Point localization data
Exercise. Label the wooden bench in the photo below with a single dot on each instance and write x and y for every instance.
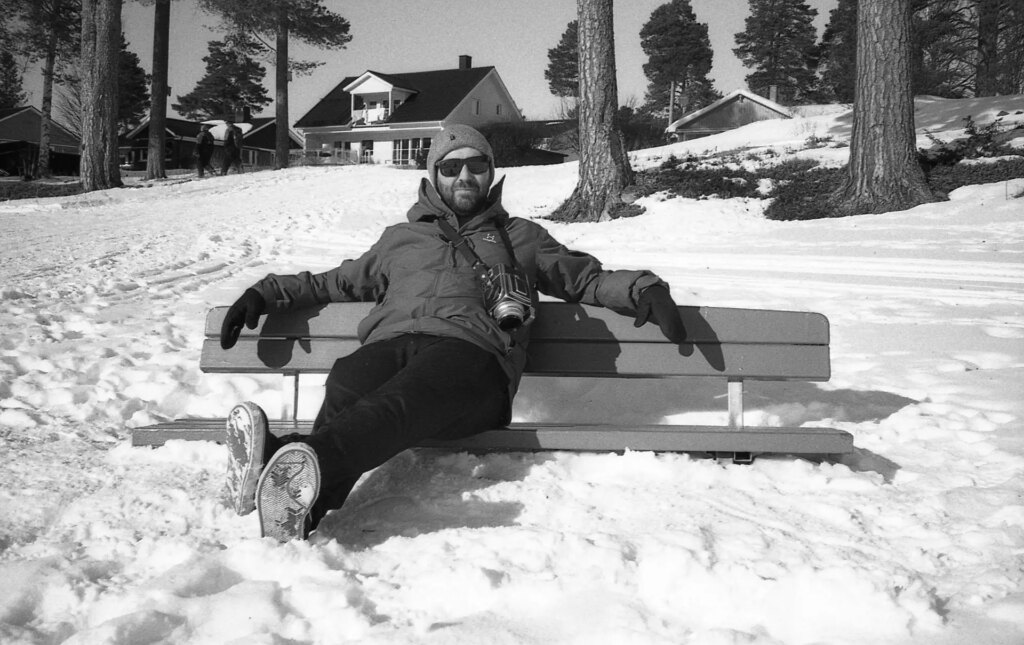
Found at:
(567, 340)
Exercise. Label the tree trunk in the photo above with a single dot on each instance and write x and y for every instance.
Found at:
(43, 162)
(155, 166)
(604, 168)
(100, 47)
(884, 174)
(986, 76)
(281, 114)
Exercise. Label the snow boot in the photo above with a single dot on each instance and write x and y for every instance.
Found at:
(286, 492)
(246, 440)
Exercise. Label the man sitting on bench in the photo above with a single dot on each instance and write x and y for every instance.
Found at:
(442, 351)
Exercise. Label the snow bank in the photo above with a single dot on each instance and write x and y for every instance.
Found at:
(915, 538)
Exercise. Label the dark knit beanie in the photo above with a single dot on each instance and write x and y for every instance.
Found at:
(452, 138)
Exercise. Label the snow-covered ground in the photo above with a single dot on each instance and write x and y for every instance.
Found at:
(915, 538)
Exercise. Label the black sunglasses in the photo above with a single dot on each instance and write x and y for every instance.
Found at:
(453, 167)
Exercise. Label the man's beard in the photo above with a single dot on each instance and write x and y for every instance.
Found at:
(465, 202)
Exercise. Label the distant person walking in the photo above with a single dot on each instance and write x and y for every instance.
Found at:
(232, 148)
(204, 151)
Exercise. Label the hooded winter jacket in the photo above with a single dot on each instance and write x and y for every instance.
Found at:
(423, 285)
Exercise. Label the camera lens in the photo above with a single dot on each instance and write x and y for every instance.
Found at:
(509, 314)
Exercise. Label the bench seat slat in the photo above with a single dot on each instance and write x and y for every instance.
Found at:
(530, 436)
(560, 320)
(809, 362)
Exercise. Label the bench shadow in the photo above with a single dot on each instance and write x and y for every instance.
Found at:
(276, 343)
(698, 328)
(426, 490)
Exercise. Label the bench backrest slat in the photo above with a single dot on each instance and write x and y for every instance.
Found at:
(561, 320)
(804, 362)
(566, 340)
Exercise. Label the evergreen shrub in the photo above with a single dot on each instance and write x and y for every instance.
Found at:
(947, 178)
(36, 189)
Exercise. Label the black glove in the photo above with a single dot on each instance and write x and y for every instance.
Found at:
(655, 304)
(246, 309)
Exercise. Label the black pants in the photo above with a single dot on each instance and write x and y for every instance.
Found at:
(389, 395)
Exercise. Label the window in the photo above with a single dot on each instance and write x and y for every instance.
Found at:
(404, 152)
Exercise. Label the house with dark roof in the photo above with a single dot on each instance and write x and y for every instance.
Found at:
(19, 143)
(258, 147)
(390, 118)
(735, 109)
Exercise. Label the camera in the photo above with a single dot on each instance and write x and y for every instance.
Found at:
(506, 295)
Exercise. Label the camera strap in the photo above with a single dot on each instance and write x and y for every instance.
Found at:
(462, 245)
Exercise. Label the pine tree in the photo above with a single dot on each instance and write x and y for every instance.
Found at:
(46, 32)
(100, 29)
(11, 90)
(133, 94)
(604, 168)
(563, 63)
(679, 54)
(779, 45)
(837, 65)
(968, 48)
(133, 85)
(884, 173)
(159, 92)
(306, 19)
(232, 81)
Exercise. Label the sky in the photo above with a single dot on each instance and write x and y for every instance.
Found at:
(397, 36)
(916, 538)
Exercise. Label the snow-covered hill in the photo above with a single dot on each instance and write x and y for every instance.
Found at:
(916, 538)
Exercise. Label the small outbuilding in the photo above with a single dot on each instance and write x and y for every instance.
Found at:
(19, 143)
(258, 146)
(732, 111)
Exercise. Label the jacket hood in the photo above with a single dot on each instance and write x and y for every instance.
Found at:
(430, 206)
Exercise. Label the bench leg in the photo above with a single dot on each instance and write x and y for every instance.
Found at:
(293, 414)
(735, 404)
(735, 422)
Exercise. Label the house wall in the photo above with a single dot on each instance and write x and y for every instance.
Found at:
(25, 127)
(20, 127)
(478, 109)
(732, 115)
(481, 105)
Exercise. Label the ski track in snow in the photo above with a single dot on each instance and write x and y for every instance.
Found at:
(915, 538)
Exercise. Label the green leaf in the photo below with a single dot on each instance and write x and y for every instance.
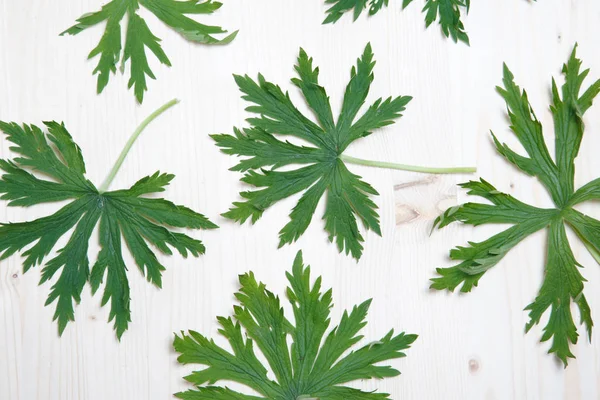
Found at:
(314, 366)
(139, 38)
(322, 173)
(121, 214)
(447, 12)
(563, 283)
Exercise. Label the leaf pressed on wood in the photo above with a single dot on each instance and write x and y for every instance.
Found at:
(315, 366)
(563, 283)
(323, 171)
(50, 168)
(139, 39)
(447, 12)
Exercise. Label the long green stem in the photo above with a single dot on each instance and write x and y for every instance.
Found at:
(404, 167)
(131, 141)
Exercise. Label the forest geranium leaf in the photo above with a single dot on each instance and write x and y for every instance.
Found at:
(322, 170)
(315, 366)
(139, 39)
(50, 168)
(563, 283)
(447, 12)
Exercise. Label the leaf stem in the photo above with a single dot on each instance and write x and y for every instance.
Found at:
(115, 169)
(404, 167)
(594, 253)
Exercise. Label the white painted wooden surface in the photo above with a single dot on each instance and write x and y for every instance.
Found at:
(470, 347)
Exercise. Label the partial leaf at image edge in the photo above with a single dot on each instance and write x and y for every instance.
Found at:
(321, 170)
(448, 13)
(315, 365)
(50, 168)
(139, 39)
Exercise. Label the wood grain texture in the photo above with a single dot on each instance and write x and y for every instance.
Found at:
(470, 347)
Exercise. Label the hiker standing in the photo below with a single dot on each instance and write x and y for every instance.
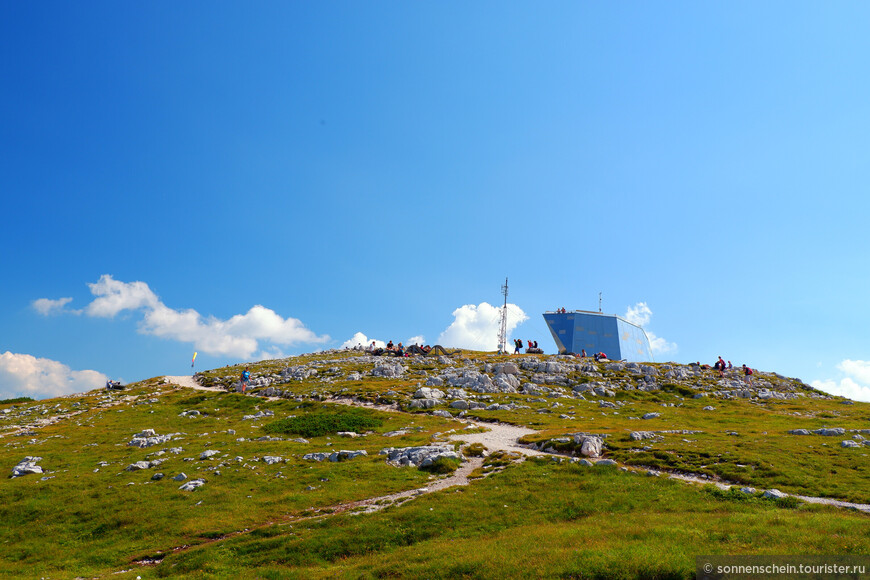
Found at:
(246, 376)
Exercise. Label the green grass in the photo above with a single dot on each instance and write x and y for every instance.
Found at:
(319, 423)
(91, 519)
(542, 520)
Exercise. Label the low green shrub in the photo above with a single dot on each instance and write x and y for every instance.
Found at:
(322, 423)
(475, 450)
(442, 465)
(16, 400)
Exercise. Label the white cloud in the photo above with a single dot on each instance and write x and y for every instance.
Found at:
(640, 314)
(476, 327)
(860, 369)
(855, 385)
(45, 306)
(24, 375)
(240, 336)
(113, 296)
(360, 338)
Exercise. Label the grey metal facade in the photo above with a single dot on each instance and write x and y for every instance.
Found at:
(619, 339)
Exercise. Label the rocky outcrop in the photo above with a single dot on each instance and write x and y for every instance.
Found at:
(422, 456)
(27, 466)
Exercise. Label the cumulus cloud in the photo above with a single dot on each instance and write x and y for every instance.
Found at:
(360, 338)
(855, 385)
(113, 296)
(46, 306)
(24, 375)
(476, 327)
(640, 314)
(240, 336)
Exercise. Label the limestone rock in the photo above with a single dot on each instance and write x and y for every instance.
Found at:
(419, 456)
(27, 466)
(259, 415)
(428, 393)
(192, 484)
(830, 432)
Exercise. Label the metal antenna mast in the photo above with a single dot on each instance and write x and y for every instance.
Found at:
(502, 331)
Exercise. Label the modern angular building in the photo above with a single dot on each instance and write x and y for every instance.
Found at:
(578, 330)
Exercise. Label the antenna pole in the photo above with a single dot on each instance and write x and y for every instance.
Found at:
(502, 331)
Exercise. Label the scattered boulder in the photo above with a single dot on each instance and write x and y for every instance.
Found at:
(344, 455)
(798, 432)
(428, 393)
(259, 415)
(137, 466)
(590, 446)
(149, 438)
(192, 484)
(27, 466)
(830, 432)
(422, 456)
(389, 370)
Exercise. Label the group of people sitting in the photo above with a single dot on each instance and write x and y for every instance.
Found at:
(533, 346)
(397, 350)
(720, 366)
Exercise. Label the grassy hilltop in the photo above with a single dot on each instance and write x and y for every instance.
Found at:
(101, 509)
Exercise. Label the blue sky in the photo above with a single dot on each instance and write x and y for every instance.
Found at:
(261, 179)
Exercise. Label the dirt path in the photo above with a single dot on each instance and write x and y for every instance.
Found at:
(189, 382)
(497, 437)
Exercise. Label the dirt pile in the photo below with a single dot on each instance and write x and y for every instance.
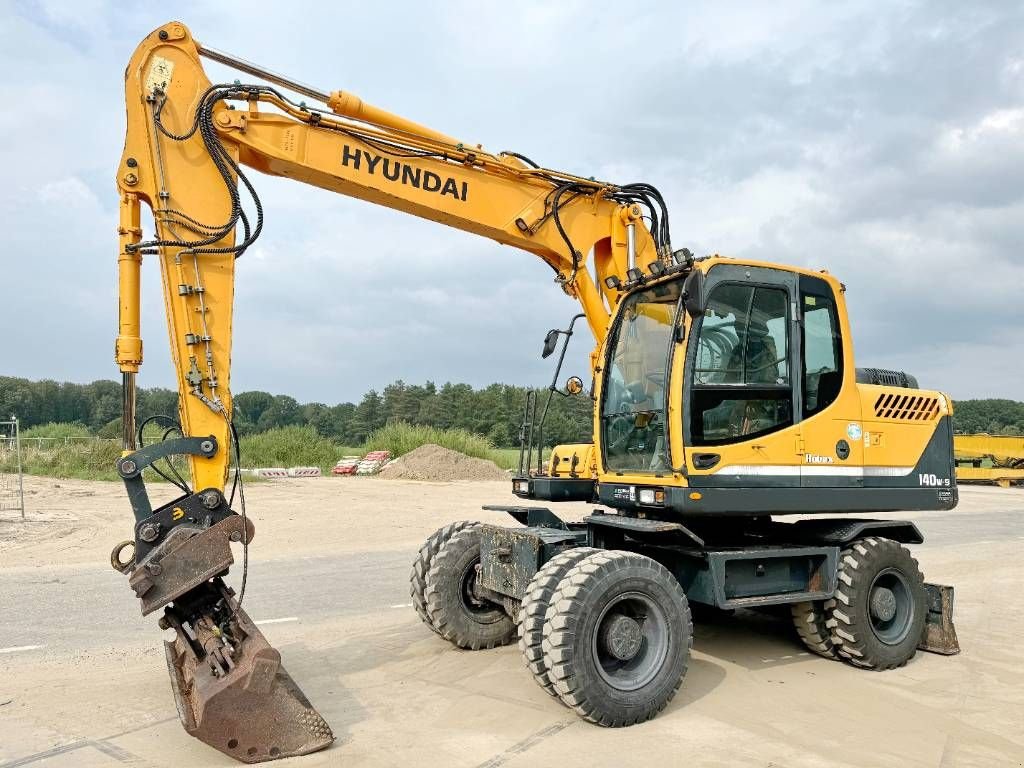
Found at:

PROBLEM TO SOLVE: Every line of the records above where the string "metal" is found should be copied.

EXERCISE RESULT:
Exercise. Label the grey metal facade in the photo above with a single dot on each instance and write x and y for every instance.
Exercise. Label the metal antenna mast in the photo above with a single dot on each instance and write x and y for every instance.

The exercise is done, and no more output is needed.